━━━━━ LISTED ENTRIES
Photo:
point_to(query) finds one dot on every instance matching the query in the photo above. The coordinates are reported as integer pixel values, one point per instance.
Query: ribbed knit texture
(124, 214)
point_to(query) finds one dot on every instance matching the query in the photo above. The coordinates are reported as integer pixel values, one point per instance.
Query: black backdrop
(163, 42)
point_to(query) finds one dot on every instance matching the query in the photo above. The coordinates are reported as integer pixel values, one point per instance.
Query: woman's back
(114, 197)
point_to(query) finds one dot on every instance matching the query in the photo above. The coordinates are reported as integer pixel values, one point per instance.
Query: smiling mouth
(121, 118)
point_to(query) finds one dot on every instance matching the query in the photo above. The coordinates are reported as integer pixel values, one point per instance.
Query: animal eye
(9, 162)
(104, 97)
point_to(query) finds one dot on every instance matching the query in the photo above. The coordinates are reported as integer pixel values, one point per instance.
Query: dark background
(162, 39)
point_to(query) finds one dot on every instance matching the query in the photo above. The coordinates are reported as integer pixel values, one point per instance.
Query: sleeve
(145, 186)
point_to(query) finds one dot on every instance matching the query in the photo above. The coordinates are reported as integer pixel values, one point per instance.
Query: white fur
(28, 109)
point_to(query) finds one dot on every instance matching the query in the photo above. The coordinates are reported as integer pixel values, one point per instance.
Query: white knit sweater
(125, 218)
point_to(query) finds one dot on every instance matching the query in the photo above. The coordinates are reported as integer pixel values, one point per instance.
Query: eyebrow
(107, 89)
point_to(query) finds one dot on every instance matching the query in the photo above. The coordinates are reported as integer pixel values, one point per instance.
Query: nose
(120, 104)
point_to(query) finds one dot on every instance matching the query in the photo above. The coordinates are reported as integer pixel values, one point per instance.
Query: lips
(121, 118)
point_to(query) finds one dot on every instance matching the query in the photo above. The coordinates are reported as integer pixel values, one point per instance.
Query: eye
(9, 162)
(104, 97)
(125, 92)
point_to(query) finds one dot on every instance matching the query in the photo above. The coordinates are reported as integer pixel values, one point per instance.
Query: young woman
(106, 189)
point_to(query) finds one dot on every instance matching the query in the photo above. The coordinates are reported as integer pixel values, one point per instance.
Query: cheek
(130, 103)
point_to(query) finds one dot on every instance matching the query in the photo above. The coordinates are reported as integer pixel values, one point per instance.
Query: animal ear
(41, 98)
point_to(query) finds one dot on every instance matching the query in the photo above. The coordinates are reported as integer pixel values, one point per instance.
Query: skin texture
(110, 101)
━━━━━━━━━━
━━━━━ LISTED ENTRIES
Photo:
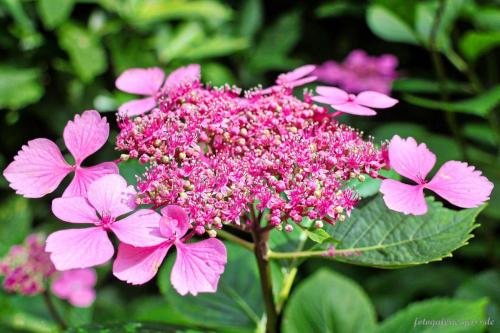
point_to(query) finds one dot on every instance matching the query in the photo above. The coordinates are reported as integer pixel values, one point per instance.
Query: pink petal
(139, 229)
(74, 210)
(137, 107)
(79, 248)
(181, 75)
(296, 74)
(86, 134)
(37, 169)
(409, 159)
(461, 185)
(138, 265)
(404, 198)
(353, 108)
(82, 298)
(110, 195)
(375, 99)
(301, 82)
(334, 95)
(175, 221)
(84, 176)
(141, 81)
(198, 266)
━━━━━━━━━━
■ AIM ■
Please copy every line above that contains the word "white".

■ THE COMPLETED TASK ■
Query: white fur
Query: white knit sweater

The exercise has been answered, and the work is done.